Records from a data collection
────────────────
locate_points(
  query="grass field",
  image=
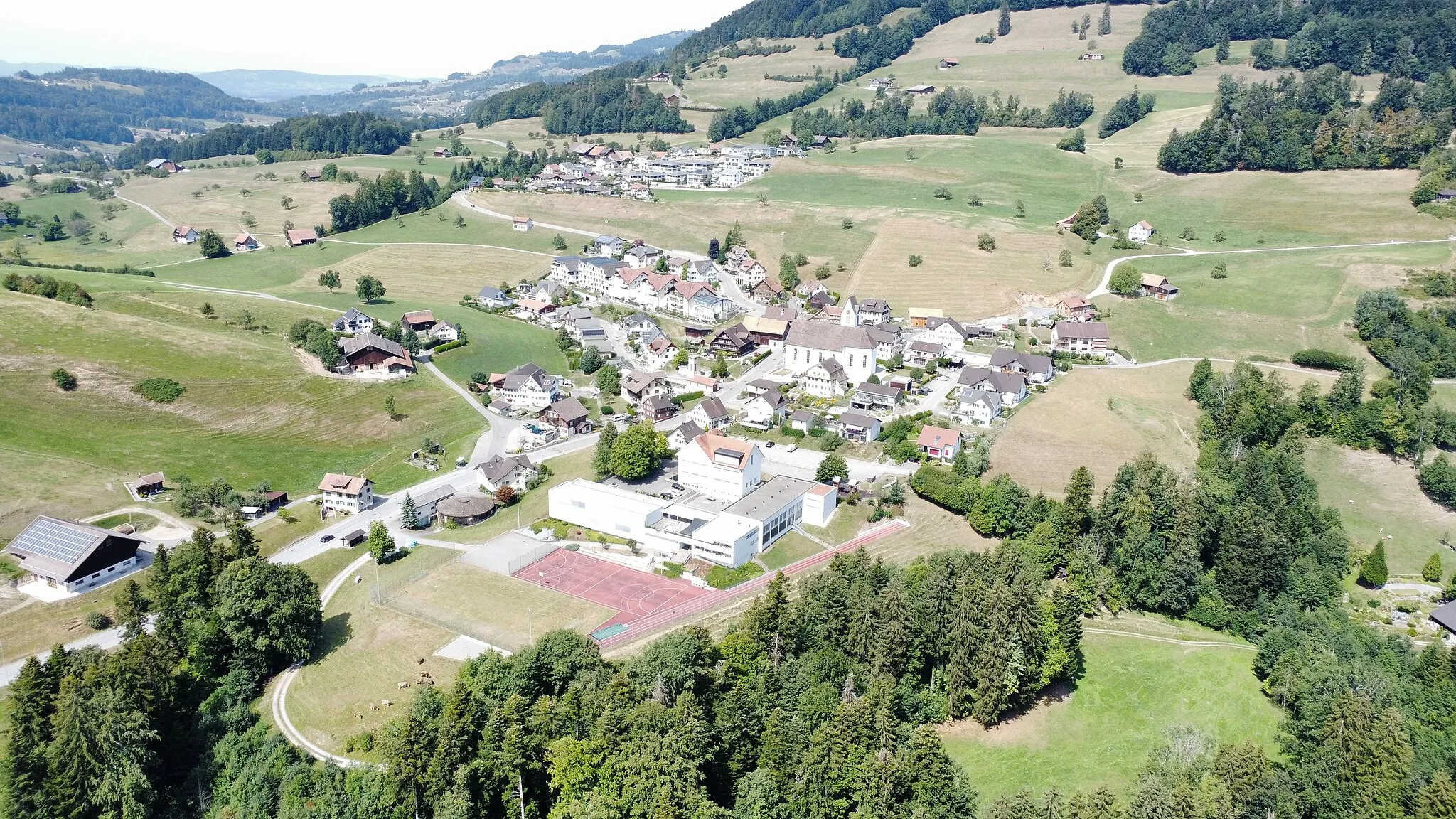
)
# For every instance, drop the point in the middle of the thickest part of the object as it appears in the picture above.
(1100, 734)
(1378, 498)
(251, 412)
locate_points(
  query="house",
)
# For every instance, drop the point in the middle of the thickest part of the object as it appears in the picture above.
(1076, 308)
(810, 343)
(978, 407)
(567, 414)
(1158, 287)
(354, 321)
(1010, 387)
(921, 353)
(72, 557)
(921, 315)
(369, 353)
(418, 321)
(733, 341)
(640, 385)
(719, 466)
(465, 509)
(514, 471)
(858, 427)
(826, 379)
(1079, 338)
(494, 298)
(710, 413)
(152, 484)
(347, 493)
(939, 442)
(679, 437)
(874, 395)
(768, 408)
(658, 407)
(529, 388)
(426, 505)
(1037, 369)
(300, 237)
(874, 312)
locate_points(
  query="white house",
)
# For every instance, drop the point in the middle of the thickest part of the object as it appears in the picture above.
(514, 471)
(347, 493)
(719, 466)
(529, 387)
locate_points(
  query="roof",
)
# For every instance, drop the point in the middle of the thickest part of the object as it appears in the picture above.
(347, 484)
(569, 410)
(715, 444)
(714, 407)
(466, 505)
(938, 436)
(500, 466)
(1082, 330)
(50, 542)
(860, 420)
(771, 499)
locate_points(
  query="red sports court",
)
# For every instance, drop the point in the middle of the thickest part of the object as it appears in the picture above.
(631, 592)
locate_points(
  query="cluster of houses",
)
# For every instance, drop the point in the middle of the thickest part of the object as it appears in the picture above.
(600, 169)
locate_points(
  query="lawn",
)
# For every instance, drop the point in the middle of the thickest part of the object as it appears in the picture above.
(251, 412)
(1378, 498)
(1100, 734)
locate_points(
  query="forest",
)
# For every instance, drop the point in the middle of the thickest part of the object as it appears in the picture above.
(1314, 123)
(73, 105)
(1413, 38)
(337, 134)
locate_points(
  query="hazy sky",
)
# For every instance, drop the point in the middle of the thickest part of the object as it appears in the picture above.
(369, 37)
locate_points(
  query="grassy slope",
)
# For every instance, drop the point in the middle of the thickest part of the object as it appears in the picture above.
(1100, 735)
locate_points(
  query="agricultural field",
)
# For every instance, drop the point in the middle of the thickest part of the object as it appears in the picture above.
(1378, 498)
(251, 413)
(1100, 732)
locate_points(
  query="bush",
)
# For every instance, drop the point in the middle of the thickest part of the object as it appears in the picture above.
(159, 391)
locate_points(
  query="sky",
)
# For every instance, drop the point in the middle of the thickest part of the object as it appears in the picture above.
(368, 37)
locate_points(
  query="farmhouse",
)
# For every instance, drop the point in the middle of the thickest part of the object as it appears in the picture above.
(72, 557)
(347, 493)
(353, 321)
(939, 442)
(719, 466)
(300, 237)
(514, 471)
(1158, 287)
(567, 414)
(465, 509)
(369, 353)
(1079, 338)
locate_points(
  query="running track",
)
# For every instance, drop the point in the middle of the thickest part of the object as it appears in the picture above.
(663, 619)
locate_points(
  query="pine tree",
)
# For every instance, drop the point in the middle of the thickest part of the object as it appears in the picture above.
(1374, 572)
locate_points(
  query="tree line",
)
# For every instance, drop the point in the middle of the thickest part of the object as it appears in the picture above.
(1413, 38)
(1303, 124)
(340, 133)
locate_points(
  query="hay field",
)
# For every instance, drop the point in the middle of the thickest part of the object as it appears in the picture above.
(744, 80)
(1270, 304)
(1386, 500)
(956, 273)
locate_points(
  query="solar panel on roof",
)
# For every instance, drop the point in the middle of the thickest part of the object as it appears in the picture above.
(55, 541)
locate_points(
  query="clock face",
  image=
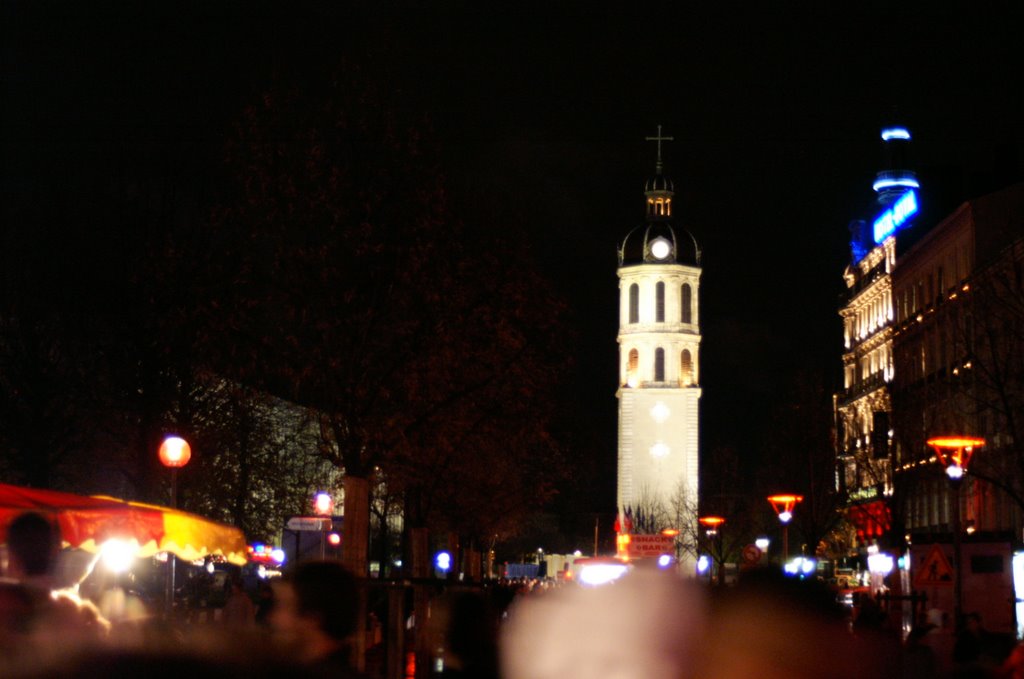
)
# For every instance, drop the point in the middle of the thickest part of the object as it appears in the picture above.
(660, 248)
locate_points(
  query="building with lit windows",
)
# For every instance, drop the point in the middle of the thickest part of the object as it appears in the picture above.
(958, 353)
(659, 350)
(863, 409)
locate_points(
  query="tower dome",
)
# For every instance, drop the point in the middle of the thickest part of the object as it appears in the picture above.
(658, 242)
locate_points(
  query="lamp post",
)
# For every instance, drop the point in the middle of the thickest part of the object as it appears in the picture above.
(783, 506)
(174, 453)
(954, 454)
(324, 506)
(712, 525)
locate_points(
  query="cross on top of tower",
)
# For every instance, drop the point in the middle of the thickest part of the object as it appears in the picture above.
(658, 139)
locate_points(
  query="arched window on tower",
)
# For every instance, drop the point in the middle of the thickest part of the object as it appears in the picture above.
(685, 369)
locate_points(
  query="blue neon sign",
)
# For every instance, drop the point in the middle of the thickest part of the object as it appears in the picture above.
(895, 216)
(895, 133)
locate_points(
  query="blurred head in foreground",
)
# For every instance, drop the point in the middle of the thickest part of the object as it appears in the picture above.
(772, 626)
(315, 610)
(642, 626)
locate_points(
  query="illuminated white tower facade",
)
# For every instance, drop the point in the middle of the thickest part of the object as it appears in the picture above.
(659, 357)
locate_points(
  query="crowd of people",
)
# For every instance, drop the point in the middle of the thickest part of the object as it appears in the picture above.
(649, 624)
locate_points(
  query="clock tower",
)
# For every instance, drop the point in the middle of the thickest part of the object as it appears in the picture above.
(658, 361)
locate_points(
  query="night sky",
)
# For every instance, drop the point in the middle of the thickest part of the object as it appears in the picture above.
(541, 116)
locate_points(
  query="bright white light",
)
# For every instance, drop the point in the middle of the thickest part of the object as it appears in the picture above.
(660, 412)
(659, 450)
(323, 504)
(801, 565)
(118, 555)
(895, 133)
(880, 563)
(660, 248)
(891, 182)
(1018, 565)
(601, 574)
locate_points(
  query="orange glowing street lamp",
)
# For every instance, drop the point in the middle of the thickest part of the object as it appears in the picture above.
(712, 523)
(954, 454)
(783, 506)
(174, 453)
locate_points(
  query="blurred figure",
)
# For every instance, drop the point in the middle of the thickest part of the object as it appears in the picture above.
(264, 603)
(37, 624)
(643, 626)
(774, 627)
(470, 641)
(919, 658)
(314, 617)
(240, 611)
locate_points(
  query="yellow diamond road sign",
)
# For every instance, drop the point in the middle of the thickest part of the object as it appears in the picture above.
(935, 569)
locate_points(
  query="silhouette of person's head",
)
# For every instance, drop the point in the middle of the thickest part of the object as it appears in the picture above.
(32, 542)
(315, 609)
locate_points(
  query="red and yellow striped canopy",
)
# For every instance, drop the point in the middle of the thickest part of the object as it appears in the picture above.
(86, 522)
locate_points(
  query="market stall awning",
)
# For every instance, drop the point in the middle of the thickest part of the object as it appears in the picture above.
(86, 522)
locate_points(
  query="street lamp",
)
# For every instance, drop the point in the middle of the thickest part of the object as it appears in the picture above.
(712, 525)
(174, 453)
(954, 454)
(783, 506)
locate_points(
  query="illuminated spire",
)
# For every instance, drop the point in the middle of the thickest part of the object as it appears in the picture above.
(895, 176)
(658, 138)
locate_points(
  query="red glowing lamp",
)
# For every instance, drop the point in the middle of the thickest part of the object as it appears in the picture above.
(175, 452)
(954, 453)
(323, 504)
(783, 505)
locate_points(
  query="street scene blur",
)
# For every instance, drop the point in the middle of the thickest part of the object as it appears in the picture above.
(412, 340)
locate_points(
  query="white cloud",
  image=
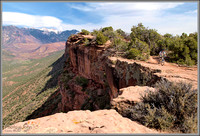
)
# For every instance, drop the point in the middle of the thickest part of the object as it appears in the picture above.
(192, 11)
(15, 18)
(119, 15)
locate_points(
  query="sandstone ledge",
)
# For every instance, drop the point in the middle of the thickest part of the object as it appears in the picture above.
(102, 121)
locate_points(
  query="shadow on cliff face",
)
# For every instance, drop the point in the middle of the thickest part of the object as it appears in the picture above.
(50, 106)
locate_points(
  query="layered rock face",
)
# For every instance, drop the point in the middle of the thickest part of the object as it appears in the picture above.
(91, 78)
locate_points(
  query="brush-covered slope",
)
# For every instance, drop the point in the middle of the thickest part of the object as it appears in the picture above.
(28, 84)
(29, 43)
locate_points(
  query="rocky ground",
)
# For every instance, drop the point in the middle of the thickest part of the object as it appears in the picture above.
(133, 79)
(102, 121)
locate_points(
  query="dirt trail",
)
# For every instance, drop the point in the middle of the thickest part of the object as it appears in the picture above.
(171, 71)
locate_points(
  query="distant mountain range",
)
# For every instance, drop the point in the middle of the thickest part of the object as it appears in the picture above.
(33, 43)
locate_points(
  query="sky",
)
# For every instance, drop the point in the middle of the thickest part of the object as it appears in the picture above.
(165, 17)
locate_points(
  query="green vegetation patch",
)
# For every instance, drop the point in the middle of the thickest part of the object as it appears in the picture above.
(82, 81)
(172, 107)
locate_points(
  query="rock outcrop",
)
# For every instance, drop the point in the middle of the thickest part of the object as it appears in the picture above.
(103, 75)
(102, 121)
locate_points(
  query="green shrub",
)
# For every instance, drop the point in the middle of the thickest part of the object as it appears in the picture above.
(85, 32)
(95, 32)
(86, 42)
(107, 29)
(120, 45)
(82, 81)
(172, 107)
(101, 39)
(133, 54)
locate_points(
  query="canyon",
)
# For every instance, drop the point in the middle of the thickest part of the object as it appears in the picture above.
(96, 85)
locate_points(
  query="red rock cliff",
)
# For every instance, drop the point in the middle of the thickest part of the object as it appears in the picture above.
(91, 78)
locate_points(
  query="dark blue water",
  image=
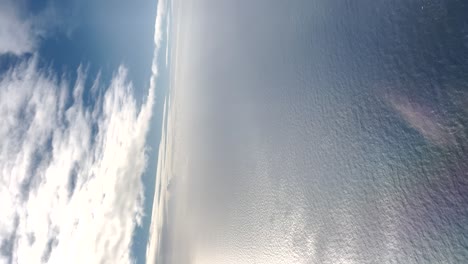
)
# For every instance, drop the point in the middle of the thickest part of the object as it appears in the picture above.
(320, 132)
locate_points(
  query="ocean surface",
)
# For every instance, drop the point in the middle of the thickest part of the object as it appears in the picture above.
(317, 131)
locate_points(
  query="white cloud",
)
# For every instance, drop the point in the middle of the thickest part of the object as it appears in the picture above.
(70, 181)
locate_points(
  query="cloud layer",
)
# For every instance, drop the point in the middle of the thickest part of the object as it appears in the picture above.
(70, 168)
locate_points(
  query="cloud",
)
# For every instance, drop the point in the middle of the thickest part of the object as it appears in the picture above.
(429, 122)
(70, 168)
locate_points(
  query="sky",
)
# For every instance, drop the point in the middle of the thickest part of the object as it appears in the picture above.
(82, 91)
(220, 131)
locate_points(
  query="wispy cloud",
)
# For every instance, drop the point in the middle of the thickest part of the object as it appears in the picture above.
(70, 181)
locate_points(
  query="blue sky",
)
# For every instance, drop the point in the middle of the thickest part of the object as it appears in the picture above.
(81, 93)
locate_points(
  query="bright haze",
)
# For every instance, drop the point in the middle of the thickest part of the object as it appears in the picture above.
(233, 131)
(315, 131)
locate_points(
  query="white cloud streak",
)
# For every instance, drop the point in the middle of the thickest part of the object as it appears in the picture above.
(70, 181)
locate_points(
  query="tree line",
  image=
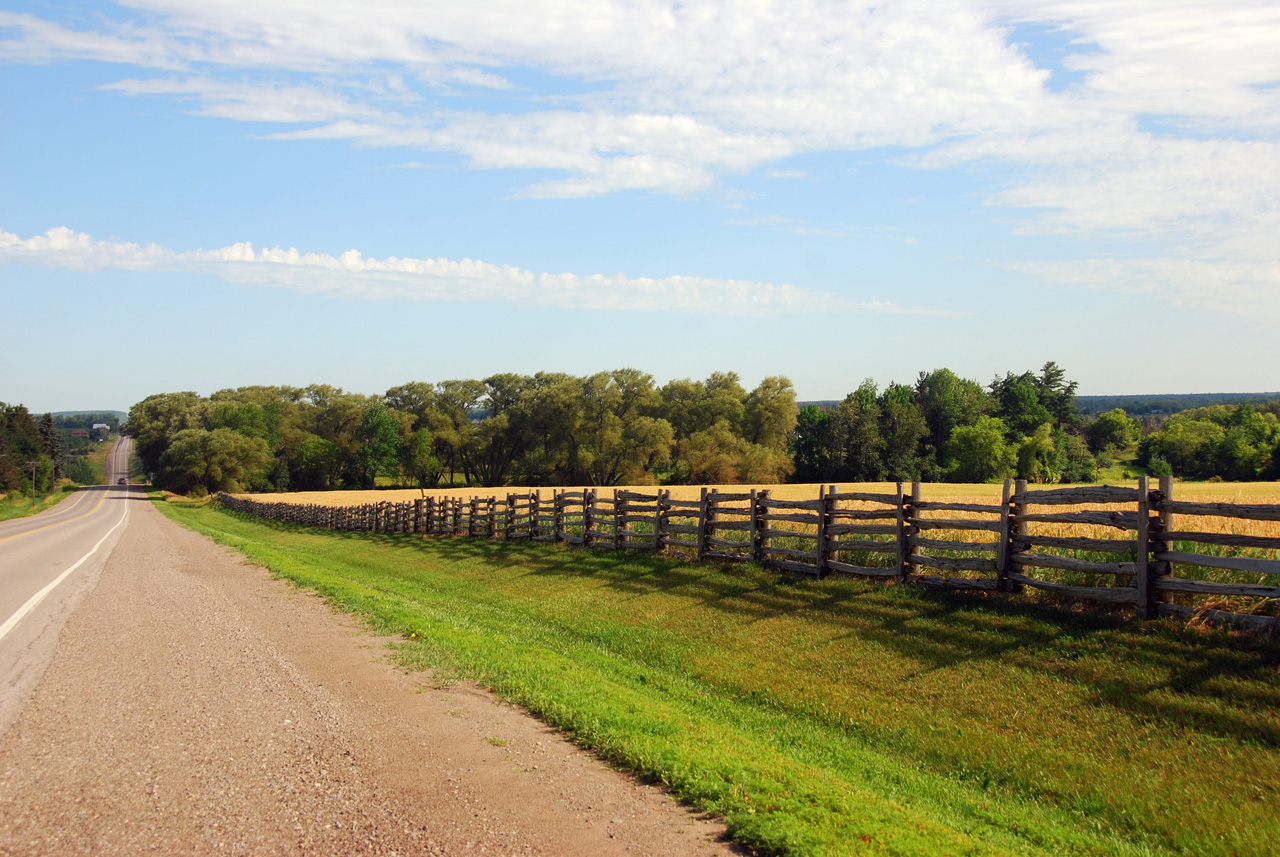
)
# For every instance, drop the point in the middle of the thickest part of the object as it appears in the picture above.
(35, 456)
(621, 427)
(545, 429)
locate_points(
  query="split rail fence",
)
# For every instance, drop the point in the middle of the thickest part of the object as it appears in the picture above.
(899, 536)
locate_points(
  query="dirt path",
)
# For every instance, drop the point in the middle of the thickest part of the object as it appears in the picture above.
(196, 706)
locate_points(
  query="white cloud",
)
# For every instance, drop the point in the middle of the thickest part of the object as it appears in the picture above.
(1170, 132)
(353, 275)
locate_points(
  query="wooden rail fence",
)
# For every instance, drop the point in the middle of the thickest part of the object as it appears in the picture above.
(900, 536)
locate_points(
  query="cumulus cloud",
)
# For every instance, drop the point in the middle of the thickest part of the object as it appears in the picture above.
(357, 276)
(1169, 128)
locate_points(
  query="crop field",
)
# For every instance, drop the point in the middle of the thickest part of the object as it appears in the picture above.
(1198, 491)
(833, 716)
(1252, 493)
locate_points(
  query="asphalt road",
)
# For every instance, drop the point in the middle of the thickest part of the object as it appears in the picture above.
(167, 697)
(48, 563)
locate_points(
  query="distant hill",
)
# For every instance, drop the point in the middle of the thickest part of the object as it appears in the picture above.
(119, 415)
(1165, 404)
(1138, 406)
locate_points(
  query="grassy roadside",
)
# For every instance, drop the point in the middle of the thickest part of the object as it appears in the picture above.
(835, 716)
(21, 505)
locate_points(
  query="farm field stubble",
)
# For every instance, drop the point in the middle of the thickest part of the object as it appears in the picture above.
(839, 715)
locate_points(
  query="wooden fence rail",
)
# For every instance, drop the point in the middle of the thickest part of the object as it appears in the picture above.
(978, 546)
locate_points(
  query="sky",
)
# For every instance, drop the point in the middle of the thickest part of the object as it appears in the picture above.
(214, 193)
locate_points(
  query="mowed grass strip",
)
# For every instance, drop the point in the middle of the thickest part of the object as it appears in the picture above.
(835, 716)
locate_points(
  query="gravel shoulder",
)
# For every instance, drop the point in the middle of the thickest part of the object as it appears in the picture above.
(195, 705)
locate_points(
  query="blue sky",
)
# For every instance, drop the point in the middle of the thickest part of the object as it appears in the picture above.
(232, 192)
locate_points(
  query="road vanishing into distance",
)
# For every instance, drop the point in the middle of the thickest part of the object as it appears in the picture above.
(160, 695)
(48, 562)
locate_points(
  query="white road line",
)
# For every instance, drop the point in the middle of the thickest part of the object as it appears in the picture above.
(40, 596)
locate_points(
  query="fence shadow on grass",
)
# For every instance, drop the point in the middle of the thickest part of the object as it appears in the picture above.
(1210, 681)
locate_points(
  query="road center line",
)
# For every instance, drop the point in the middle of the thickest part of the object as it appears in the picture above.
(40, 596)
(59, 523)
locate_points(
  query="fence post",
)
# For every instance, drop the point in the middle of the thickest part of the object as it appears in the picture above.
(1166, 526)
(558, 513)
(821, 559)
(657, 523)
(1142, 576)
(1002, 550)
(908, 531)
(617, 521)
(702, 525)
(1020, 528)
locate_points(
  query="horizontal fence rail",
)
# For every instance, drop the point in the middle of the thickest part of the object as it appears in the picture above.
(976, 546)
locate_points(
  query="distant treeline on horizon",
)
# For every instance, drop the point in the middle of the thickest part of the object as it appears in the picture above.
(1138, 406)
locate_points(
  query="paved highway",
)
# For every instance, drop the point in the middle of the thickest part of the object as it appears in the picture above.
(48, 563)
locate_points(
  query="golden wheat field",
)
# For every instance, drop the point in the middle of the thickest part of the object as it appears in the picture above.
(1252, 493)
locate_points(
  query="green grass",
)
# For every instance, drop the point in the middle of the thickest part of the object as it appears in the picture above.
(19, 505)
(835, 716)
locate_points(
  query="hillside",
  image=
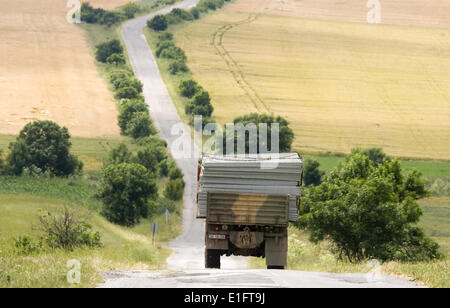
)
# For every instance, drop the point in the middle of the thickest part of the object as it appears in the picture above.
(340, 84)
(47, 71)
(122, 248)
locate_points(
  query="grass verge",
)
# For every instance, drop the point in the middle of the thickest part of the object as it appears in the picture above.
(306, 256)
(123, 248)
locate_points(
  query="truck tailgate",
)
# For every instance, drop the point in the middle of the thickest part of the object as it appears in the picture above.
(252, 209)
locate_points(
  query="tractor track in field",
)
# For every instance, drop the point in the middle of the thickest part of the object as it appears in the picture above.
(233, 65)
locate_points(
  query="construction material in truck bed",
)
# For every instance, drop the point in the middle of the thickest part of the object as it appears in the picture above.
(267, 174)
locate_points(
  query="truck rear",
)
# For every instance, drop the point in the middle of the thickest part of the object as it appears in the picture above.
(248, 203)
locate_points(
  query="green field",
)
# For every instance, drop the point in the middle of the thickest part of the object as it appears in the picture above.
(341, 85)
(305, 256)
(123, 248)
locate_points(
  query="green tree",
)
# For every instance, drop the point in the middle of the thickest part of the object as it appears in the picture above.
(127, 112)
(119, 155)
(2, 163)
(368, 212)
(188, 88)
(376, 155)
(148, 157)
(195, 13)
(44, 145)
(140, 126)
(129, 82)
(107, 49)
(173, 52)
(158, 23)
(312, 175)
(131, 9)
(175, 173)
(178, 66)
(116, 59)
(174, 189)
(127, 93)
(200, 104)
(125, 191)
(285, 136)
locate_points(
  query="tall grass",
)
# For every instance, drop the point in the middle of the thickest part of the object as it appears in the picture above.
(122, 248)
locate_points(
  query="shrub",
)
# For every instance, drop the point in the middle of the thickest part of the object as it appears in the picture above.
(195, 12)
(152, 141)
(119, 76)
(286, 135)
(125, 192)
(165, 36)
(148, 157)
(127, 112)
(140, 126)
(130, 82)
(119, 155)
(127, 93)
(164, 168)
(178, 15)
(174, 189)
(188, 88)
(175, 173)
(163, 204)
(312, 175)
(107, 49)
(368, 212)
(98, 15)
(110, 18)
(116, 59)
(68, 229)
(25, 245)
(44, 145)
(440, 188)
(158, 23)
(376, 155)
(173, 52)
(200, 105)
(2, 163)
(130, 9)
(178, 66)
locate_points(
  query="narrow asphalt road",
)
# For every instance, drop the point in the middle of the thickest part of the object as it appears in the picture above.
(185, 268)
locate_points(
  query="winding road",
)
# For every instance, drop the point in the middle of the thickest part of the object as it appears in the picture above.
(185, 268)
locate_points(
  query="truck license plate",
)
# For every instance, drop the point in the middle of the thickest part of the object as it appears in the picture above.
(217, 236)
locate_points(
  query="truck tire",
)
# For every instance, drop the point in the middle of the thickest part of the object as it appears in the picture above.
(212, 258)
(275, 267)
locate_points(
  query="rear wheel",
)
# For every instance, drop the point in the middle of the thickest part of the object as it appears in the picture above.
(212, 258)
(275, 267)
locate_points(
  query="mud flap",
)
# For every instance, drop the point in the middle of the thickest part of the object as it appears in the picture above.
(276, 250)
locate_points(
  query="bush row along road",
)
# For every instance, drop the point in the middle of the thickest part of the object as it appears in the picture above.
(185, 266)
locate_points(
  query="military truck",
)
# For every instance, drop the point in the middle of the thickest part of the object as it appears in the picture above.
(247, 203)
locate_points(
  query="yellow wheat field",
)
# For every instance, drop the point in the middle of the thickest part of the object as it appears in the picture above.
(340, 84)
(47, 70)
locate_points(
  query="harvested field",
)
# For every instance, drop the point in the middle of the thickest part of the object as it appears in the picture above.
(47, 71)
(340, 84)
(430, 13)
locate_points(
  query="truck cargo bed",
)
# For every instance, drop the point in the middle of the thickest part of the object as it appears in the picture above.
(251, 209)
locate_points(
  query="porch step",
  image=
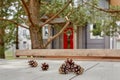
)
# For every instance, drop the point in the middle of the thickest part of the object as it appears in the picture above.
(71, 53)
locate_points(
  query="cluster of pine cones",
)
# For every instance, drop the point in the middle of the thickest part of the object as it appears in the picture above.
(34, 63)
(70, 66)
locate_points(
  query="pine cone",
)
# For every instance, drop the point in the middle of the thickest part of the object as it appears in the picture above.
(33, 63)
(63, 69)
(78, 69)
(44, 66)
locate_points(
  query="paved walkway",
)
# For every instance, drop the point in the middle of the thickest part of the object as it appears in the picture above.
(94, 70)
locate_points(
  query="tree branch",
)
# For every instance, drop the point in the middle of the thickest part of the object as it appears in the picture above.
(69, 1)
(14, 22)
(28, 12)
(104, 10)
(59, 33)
────────────────
Task objective> Find every line in the data above that contains the string "paved" and copy each one out in full.

Expected answer>
  query="paved highway",
  query="paved walkway",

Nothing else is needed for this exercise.